Each line below should be repeated exactly, but no picture should be carried over.

++++ SUPPLIED DATA

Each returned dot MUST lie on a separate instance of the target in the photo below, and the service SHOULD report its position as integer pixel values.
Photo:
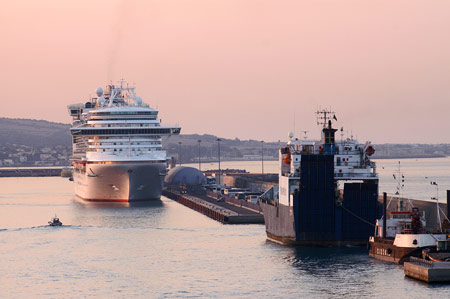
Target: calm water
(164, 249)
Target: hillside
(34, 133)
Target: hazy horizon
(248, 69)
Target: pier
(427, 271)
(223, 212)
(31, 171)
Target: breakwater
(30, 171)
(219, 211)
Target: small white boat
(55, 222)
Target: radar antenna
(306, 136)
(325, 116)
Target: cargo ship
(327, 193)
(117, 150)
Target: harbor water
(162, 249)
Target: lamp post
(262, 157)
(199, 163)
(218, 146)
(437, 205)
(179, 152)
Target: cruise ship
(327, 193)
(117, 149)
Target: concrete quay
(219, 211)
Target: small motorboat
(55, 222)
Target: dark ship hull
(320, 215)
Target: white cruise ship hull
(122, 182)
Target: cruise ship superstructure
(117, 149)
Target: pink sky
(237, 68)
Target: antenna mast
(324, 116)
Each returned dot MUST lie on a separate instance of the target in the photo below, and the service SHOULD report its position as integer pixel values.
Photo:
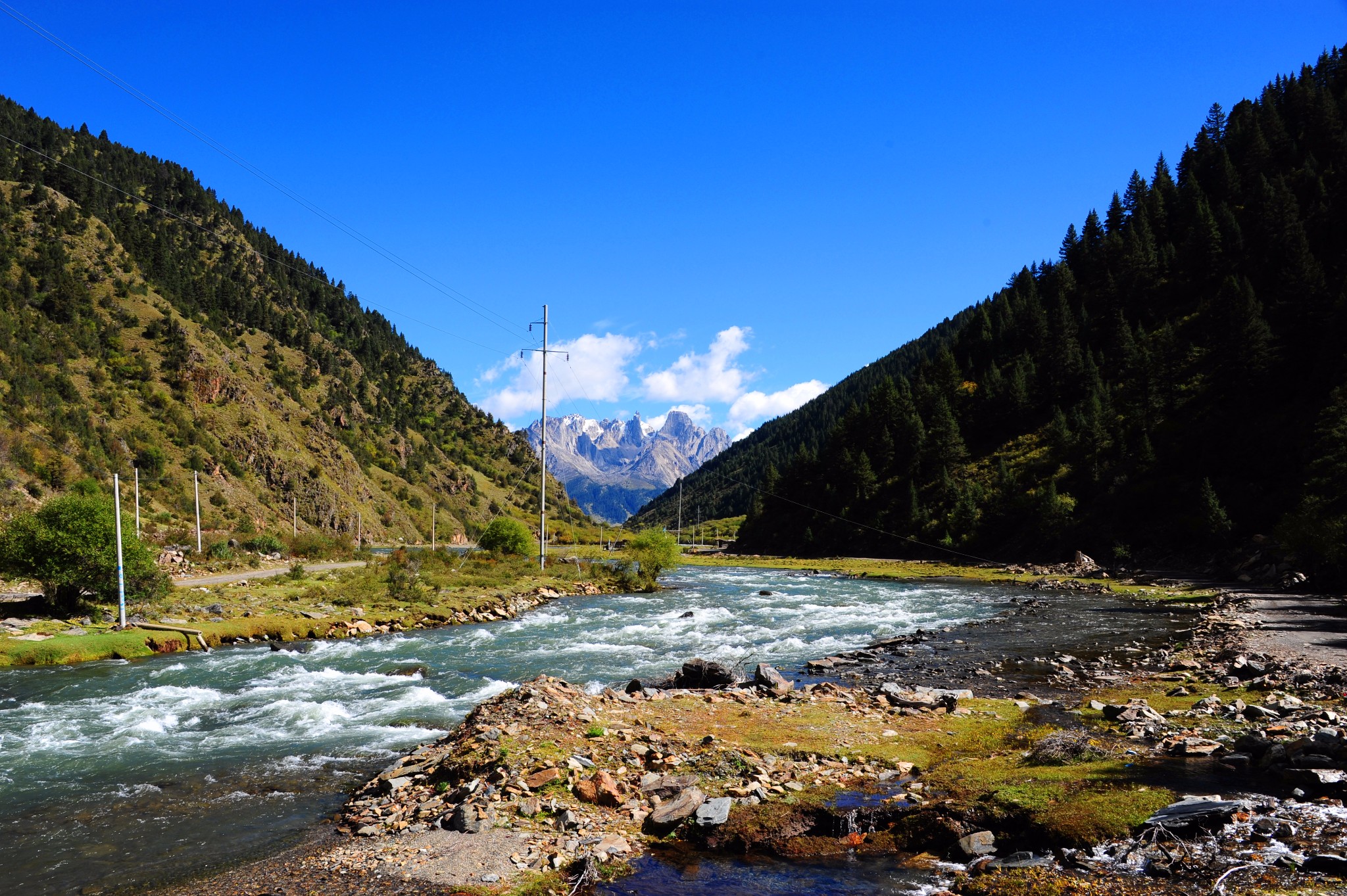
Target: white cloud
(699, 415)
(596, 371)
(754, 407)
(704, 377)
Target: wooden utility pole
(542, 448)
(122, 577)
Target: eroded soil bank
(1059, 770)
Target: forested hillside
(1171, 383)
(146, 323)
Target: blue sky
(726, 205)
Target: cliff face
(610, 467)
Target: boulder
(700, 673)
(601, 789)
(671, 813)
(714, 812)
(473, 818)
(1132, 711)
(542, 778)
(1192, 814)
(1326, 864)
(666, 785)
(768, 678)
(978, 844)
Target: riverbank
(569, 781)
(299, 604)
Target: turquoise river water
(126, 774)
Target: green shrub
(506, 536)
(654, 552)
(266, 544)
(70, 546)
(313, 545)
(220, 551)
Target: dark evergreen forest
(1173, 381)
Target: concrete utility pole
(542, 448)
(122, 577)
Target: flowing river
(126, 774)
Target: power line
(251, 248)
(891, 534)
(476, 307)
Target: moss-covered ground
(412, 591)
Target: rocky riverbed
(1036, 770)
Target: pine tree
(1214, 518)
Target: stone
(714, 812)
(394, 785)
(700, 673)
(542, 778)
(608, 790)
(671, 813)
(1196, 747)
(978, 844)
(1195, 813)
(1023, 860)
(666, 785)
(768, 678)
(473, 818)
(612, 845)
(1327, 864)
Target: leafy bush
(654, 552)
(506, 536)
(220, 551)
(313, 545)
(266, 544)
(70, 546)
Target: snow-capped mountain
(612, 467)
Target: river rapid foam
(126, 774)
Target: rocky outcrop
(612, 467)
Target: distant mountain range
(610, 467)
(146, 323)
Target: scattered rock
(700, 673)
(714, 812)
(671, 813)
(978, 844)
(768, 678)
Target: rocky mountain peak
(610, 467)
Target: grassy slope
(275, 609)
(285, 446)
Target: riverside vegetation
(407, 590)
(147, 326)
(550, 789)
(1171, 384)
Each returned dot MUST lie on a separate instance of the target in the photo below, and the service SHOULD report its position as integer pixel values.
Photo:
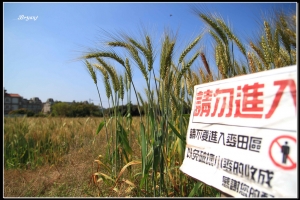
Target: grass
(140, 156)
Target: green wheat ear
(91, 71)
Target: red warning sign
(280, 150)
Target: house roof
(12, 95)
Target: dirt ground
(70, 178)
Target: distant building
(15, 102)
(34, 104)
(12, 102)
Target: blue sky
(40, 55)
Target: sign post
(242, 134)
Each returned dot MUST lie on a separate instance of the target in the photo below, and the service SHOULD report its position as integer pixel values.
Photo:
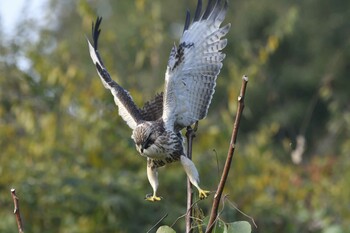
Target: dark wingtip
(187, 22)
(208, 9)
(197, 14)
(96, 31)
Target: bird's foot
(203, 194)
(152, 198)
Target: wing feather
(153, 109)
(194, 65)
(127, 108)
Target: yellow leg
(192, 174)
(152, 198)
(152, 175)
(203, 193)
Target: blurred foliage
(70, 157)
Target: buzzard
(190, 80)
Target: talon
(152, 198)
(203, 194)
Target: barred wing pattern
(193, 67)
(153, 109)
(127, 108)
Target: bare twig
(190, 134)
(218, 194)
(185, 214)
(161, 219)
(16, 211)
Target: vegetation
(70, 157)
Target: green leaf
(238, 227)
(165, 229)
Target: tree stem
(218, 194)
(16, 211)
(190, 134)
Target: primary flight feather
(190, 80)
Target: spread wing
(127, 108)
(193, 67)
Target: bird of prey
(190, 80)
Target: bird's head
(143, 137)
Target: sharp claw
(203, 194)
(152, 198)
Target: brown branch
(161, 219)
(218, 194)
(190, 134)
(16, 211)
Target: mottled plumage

++++++++

• OUTPUT OF THE EXERCISE:
Each returned dot MUST lie on a separate instance of the target in the photo below, and the service SHOULD report its position as integer pixel values.
Photo:
Target: calm water
(164, 249)
Target: hillside
(34, 133)
Target: hazy horizon
(248, 69)
Target: pier
(427, 271)
(223, 212)
(31, 171)
Target: breakwater
(30, 171)
(219, 211)
Target: small white boat
(55, 222)
Target: radar antenna
(306, 136)
(325, 116)
Target: cargo ship
(327, 193)
(117, 150)
Target: harbor water
(162, 249)
Target: lamp post
(262, 157)
(199, 163)
(218, 146)
(437, 205)
(179, 152)
Target: cruise ship
(327, 193)
(117, 149)
Target: concrete quay
(219, 211)
Target: small motorboat
(55, 222)
Target: dark ship hull
(320, 215)
Target: white cruise ship hull
(122, 182)
Target: cruise ship superstructure
(117, 149)
Target: pink sky
(237, 68)
Target: antenna mast
(324, 116)
Each returned dot MUST lie on a separate instance of the target in the photo below, and the service SHOULD report its position as integer pixel values.
Photo:
Target: white cloud
(699, 415)
(596, 371)
(754, 407)
(704, 377)
Target: wooden utility pole
(542, 448)
(122, 577)
Target: eroded soil bank
(1059, 770)
Target: forested hillside
(1171, 383)
(146, 323)
Target: blue sky
(726, 205)
Target: cliff face
(610, 467)
Target: boulder
(700, 673)
(601, 789)
(671, 813)
(714, 812)
(473, 818)
(1132, 711)
(542, 778)
(1192, 814)
(1326, 864)
(666, 785)
(768, 678)
(978, 844)
Target: riverbank
(569, 781)
(299, 604)
Target: turquoise river water
(126, 774)
Target: green shrub
(506, 536)
(654, 552)
(266, 544)
(70, 546)
(313, 545)
(220, 551)
Target: dark evergreen forest
(1173, 381)
Target: concrete utility pole
(542, 448)
(122, 577)
Target: flowing river
(126, 774)
Target: power line
(251, 248)
(891, 534)
(476, 307)
Target: moss-covered ground
(412, 591)
Target: rocky riverbed
(1036, 770)
Target: pine tree
(1214, 518)
Target: stone
(714, 812)
(394, 785)
(700, 673)
(542, 778)
(608, 790)
(671, 813)
(1196, 747)
(978, 844)
(1195, 813)
(1023, 860)
(666, 785)
(768, 678)
(473, 818)
(612, 845)
(1327, 864)
Target: leafy bush
(654, 552)
(506, 536)
(220, 551)
(313, 545)
(266, 544)
(70, 546)
Target: snow-capped mountain
(612, 467)
Target: river rapid foam
(126, 774)
Target: rocky outcrop
(612, 467)
Target: distant mountain range
(610, 467)
(146, 323)
Target: scattered rock
(700, 673)
(714, 812)
(671, 813)
(978, 844)
(768, 678)
Target: rocky mountain peak
(610, 467)
Target: grassy slope
(275, 609)
(285, 446)
Target: riverside vegetation
(407, 590)
(147, 326)
(550, 789)
(1171, 384)
Each returned dot MUST lie on a separate instance of the target in the photo below, and the service SHOULD report its position as integer pixel values.
Photo:
Target: grass
(140, 156)
Target: green wheat ear
(91, 71)
Target: red warning sign
(280, 150)
Target: house roof
(12, 95)
Target: dirt ground
(70, 178)
Target: distant building
(15, 102)
(34, 104)
(12, 102)
Target: blue sky
(40, 55)
Target: sign post
(242, 134)
Each returned dot MUST lie on a separate instance of the target in the photo below, and the service SHOULD report its position as integer pixel values.
Photo:
Target: dark wingtip
(187, 22)
(208, 9)
(197, 14)
(96, 31)
Target: bird's foot
(203, 194)
(152, 198)
Target: wing feather
(153, 109)
(194, 65)
(127, 108)
Target: yellow leg
(192, 174)
(152, 198)
(152, 175)
(203, 193)
Target: blurred foliage
(70, 157)
Target: buzzard
(190, 80)
Target: talon
(152, 198)
(203, 194)
Target: barred wing pattern
(193, 67)
(153, 109)
(127, 108)
Target: bare twig
(190, 134)
(218, 194)
(185, 214)
(161, 219)
(16, 211)
Target: vegetation
(70, 157)
Target: green leaf
(238, 227)
(165, 229)
Target: tree stem
(218, 194)
(16, 211)
(190, 134)
Target: primary flight feather
(190, 80)
Target: spread wing
(127, 108)
(193, 67)
Target: bird of prey
(190, 80)
Target: bird's head
(143, 137)
Target: sharp claw
(203, 194)
(152, 198)
Target: brown branch
(161, 219)
(218, 194)
(190, 134)
(16, 211)
Target: mottled plumage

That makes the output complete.